Work to complete:
Arrange every line of the records below as a Markdown table with the columns Row and Line. Number each row and leave out any blank lines.

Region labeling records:
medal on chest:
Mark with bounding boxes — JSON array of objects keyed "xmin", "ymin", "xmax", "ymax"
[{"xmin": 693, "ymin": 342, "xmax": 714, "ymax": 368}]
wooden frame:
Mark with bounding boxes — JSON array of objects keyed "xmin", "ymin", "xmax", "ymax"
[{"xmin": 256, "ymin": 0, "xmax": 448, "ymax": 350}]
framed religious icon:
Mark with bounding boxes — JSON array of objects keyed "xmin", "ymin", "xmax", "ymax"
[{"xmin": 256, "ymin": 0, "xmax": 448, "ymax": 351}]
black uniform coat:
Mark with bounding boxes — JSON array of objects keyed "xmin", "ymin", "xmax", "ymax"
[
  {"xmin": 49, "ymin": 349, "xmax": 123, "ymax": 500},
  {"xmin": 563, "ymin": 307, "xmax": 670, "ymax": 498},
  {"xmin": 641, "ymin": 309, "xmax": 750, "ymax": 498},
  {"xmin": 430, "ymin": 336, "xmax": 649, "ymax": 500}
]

Output for this exercise:
| Row | Line |
|---|---|
| 1 | medal on chest: |
| 2 | Mark with bounding boxes — JSON array of objects keyed "xmin", "ymin", "xmax", "ymax" |
| 3 | [{"xmin": 693, "ymin": 342, "xmax": 714, "ymax": 368}] |
| 4 | wooden frame: |
| 5 | Mark with bounding boxes — JSON array of objects keyed "xmin", "ymin", "xmax", "ymax" |
| 6 | [{"xmin": 256, "ymin": 0, "xmax": 448, "ymax": 350}] |
| 7 | framed religious icon: |
| 8 | Mark with bounding boxes — JSON array of objects keyed "xmin", "ymin", "xmax", "ymax" |
| 9 | [{"xmin": 256, "ymin": 0, "xmax": 448, "ymax": 351}] |
| 10 | black uniform coat: |
| 11 | Mark with bounding boxes — JSON array of objects keyed "xmin", "ymin", "xmax", "ymax" |
| 12 | [ |
| 13 |   {"xmin": 49, "ymin": 349, "xmax": 123, "ymax": 500}, |
| 14 |   {"xmin": 563, "ymin": 307, "xmax": 670, "ymax": 498}, |
| 15 |   {"xmin": 641, "ymin": 309, "xmax": 750, "ymax": 498}, |
| 16 |   {"xmin": 430, "ymin": 336, "xmax": 649, "ymax": 500} |
| 17 | ] |